▶ [Excerpted passage]
= Thomas Francis Wigley =

Thomas Francis Wigley (c. 1854 – 14 January 1933) was a lawyer and horse racing official in South Australia.

==History==
Wigley was the third son of influential businessman J. F. Wigley and educated at St Peter's College under Archdeacon Farr, and on leaving school was articled to his uncle William Wigley of Glenelg and called to the Bar in 1879. He had a practice in Port Augusta before moving to Adelaide.

He invested in BHP shares, which made him quite wealthy, and was able to take an extensive tour of Europe with his wife where they purchased, among other works, the painting A Sea-Spell by Dante Gabriel Rossetti. The painting hung in the Art Gallery of South Australia in April and May 1899, along with 14 others of his recent purchases: a flower study by Henri Fantin-Latour and three landscapes by Frank Walton, then was in Mrs Wigley's South Yarra residence for some years before being exhibited in the McArthur Gallery of the State Library of Victoria.

▶ [What to work on]
Copy the passage about Thomas Francis Wigley from "Thomas Francis Wigley (c." up to and including "moving to Adelaide.", word for word.

▶ [Data records]
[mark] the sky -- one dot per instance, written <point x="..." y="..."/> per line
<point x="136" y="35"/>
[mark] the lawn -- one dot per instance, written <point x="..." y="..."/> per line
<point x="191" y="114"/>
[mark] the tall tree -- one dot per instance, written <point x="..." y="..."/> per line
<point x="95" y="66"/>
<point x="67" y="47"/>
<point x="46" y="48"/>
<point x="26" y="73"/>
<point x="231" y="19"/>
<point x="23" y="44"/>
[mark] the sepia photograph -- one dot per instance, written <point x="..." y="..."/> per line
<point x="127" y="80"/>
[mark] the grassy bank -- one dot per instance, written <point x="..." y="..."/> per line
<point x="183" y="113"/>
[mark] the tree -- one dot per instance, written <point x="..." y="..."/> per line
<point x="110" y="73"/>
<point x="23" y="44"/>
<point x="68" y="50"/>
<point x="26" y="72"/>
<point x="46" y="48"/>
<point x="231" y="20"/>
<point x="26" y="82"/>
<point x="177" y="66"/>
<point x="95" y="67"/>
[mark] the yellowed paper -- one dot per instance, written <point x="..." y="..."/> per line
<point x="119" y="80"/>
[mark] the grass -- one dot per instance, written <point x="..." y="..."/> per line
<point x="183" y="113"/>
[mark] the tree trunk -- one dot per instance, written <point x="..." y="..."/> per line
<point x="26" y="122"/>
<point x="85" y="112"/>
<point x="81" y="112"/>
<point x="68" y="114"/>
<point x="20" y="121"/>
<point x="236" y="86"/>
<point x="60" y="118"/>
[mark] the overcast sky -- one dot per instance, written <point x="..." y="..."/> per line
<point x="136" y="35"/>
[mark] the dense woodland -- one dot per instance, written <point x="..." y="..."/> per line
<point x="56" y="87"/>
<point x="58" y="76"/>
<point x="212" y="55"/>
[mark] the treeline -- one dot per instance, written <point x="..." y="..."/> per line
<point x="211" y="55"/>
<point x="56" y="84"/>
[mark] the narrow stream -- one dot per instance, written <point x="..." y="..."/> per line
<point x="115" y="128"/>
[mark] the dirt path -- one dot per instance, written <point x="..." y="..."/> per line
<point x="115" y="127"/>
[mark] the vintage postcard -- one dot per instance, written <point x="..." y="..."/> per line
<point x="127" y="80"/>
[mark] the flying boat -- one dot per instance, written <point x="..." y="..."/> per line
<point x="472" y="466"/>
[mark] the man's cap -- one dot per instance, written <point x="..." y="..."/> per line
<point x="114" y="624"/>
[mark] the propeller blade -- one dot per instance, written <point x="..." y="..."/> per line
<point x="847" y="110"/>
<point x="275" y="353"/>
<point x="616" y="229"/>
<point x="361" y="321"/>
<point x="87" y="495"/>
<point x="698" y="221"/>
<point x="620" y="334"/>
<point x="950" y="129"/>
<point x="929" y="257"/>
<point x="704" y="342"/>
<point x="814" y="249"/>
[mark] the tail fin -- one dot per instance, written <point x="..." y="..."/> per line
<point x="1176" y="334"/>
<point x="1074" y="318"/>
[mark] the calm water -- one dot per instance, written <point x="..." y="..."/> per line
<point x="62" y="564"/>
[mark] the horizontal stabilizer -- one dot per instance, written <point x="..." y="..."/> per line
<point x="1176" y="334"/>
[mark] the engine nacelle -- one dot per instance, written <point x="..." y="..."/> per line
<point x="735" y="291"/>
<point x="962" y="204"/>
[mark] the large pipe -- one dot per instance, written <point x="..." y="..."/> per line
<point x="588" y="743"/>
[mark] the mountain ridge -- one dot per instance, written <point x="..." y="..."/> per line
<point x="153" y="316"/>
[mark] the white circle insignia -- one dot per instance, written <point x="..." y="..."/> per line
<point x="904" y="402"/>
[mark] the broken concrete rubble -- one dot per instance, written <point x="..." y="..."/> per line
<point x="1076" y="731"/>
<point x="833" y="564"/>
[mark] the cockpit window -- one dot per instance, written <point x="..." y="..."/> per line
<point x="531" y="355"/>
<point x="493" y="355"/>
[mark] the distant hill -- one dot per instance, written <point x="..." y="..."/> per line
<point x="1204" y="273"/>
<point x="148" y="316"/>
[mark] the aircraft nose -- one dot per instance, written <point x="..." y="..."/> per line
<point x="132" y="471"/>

▶ [Solution for this problem]
Thomas Francis Wigley (c. 1854 – 14 January 1933) was a lawyer and horse racing official in South Australia.

==History==
Wigley was the third son of influential businessman J. F. Wigley and educated at St Peter's College under Archdeacon Farr, and on leaving school was articled to his uncle William Wigley of Glenelg and called to the Bar in 1879. He had a practice in Port Augusta before moving to Adelaide.